● **PROMPT**
Copy the listing that follows, line for line, without a single difference.
■ ■ ■ ■ ■
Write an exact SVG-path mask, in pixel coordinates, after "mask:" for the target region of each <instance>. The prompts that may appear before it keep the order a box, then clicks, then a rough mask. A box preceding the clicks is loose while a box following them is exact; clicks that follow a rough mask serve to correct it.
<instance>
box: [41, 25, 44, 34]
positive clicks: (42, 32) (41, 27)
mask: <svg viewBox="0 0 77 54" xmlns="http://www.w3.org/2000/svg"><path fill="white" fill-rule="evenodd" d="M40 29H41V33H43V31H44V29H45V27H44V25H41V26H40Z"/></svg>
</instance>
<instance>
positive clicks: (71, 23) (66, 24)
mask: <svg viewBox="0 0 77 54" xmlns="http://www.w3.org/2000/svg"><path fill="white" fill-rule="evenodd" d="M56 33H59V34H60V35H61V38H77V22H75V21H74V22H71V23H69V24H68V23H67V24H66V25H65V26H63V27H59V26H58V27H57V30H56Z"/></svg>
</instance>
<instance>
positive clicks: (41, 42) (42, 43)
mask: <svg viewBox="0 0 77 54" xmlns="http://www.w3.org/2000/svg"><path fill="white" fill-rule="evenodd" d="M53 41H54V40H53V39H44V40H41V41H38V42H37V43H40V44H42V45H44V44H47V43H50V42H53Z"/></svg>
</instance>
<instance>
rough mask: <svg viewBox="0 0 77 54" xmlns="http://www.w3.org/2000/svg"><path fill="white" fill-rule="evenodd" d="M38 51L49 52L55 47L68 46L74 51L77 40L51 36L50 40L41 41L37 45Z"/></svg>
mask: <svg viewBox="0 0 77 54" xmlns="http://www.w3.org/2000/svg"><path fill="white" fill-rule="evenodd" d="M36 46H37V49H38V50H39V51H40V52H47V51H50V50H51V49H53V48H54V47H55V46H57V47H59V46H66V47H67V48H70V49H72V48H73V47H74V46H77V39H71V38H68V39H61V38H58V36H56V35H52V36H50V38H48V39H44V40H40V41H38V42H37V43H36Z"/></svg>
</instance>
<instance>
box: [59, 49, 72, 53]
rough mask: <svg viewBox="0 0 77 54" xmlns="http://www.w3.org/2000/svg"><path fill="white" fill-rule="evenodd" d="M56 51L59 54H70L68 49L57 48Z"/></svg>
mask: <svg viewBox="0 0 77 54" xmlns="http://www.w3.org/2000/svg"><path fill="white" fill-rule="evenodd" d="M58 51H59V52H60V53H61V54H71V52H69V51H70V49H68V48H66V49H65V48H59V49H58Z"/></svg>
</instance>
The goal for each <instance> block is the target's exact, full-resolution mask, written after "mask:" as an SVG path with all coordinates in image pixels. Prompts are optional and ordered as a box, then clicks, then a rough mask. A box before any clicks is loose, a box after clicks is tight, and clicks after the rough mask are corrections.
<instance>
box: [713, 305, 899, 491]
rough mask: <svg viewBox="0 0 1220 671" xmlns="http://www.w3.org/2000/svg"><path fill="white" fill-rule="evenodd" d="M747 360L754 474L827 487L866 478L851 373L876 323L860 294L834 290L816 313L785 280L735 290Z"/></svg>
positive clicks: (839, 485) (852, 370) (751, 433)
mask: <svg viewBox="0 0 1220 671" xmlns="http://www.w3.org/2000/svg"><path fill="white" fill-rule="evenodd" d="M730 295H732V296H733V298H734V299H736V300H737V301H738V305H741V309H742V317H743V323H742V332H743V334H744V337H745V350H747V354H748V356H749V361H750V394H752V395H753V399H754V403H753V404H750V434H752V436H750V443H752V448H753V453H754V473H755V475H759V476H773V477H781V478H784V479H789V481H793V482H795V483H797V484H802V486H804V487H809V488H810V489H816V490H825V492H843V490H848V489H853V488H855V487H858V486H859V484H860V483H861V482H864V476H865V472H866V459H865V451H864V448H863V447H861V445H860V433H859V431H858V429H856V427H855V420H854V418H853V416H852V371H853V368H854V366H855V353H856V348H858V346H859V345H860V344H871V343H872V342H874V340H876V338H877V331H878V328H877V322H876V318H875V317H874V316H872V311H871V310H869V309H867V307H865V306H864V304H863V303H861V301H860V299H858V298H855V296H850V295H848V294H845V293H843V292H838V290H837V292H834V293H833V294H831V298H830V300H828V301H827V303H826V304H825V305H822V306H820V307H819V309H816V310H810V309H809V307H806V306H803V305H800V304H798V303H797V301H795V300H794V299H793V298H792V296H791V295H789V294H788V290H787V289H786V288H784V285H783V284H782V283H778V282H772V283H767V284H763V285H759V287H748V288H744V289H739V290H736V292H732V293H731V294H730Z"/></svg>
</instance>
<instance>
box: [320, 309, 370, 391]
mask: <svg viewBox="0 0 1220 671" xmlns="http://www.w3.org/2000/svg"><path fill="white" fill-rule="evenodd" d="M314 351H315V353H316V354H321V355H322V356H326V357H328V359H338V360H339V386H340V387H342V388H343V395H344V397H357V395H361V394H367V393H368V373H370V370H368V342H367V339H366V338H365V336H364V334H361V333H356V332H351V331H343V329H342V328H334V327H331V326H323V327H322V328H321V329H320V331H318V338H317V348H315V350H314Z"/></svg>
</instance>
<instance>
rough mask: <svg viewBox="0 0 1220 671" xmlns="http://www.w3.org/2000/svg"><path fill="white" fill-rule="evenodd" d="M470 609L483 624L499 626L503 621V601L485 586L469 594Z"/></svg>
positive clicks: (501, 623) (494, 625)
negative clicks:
■ ■ ■ ■ ■
● **SOLVED EXERCISE**
Write an exact SVG-path mask, in pixel coordinates, after "mask:" for the target region of each <instance>. The prompts that may appear before it keep the order a box, then clicks, then a rough mask. A box preceding the clicks is loose while a box following them is exact; clicks that follow a rough mask serve to correct it.
<instance>
box: [41, 25, 44, 34]
positive clicks: (42, 32) (41, 27)
mask: <svg viewBox="0 0 77 54" xmlns="http://www.w3.org/2000/svg"><path fill="white" fill-rule="evenodd" d="M40 29H41V33H43V31H44V29H45V27H44V25H41V26H40Z"/></svg>
</instance>
<instance>
positive clicks: (71, 23) (66, 24)
mask: <svg viewBox="0 0 77 54" xmlns="http://www.w3.org/2000/svg"><path fill="white" fill-rule="evenodd" d="M56 33H59V34H60V35H61V38H77V22H75V21H74V22H71V23H69V24H68V23H67V24H66V25H65V26H63V27H59V26H58V27H57V30H56Z"/></svg>
</instance>
<instance>
positive clicks: (41, 42) (42, 43)
mask: <svg viewBox="0 0 77 54" xmlns="http://www.w3.org/2000/svg"><path fill="white" fill-rule="evenodd" d="M53 41H54V40H53V39H44V40H41V41H38V42H37V43H40V44H42V45H44V44H47V43H50V42H53Z"/></svg>
</instance>
<instance>
rough mask: <svg viewBox="0 0 77 54" xmlns="http://www.w3.org/2000/svg"><path fill="white" fill-rule="evenodd" d="M38 51L49 52L55 47L68 46L74 51L77 40L51 36L50 40L41 41L37 45Z"/></svg>
mask: <svg viewBox="0 0 77 54" xmlns="http://www.w3.org/2000/svg"><path fill="white" fill-rule="evenodd" d="M36 46H37V49H38V50H39V51H40V52H47V51H50V50H51V49H53V48H54V47H55V46H57V47H59V46H66V47H67V48H70V49H72V48H73V47H74V46H77V39H71V38H68V39H61V38H58V36H56V35H52V36H50V38H48V39H44V40H40V41H38V42H37V43H36Z"/></svg>
</instance>
<instance>
box: [59, 49, 72, 53]
rough mask: <svg viewBox="0 0 77 54" xmlns="http://www.w3.org/2000/svg"><path fill="white" fill-rule="evenodd" d="M56 51L59 54H70L68 49L57 48Z"/></svg>
mask: <svg viewBox="0 0 77 54" xmlns="http://www.w3.org/2000/svg"><path fill="white" fill-rule="evenodd" d="M58 51H59V52H60V53H61V54H71V52H69V51H70V49H68V48H66V49H65V48H59V49H58Z"/></svg>
</instance>
The goal for each <instance> block is the target's exact, full-resolution mask, written after "mask:" as an SVG path with all coordinates in image pixels. Prompts are optional and ordered as a box, then clicks, then a rough mask. A box before any clicks is loose, a box after clicks is tight, and clicks after the rough mask are corrections.
<instance>
box: [713, 305, 899, 491]
rough mask: <svg viewBox="0 0 1220 671" xmlns="http://www.w3.org/2000/svg"><path fill="white" fill-rule="evenodd" d="M747 360L754 474L827 487L866 478L851 373L876 323L860 294L834 290L816 313L785 280L735 290Z"/></svg>
positive clicks: (839, 485) (852, 370) (751, 433)
mask: <svg viewBox="0 0 1220 671" xmlns="http://www.w3.org/2000/svg"><path fill="white" fill-rule="evenodd" d="M730 295H732V296H733V298H734V299H736V300H737V301H738V305H741V309H742V317H743V323H742V332H743V334H744V337H745V350H747V354H748V356H749V361H750V394H752V395H753V399H754V403H753V404H750V434H752V436H750V443H752V448H753V453H754V473H755V475H759V476H773V477H781V478H784V479H789V481H793V482H795V483H797V484H802V486H804V487H809V488H810V489H816V490H825V492H843V490H848V489H853V488H855V487H858V486H859V484H860V483H861V482H864V476H865V472H866V459H865V451H864V448H863V447H861V445H860V433H859V431H858V429H856V427H855V420H854V418H853V416H852V371H853V368H854V366H855V353H856V348H858V346H859V345H860V344H871V343H872V342H874V340H876V338H877V331H878V328H877V322H876V318H875V317H874V316H872V311H871V310H869V309H867V307H865V306H864V304H863V303H861V301H860V299H858V298H855V296H850V295H848V294H845V293H843V292H838V290H837V292H834V293H833V294H831V298H830V300H828V301H827V303H826V304H825V305H822V306H820V307H819V309H816V310H810V309H809V307H806V306H803V305H800V304H798V303H797V301H795V300H794V299H793V298H792V296H791V295H789V294H788V290H787V289H786V288H784V285H783V284H782V283H778V282H772V283H767V284H763V285H759V287H748V288H744V289H739V290H736V292H732V293H731V294H730Z"/></svg>
</instance>
<instance>
box: [320, 309, 370, 391]
mask: <svg viewBox="0 0 1220 671" xmlns="http://www.w3.org/2000/svg"><path fill="white" fill-rule="evenodd" d="M314 351H315V353H316V354H321V355H322V356H326V357H328V359H338V360H339V386H340V387H342V388H343V395H344V397H357V395H361V394H367V393H368V373H370V370H368V342H367V339H366V338H365V336H364V334H361V333H356V332H351V331H343V329H342V328H334V327H331V326H323V327H322V328H321V329H320V331H318V338H317V348H315V350H314Z"/></svg>
</instance>
<instance>
rough mask: <svg viewBox="0 0 1220 671" xmlns="http://www.w3.org/2000/svg"><path fill="white" fill-rule="evenodd" d="M470 609L483 624L499 626L503 621V601L485 586L469 594Z"/></svg>
positive clicks: (501, 623) (494, 625)
negative clicks:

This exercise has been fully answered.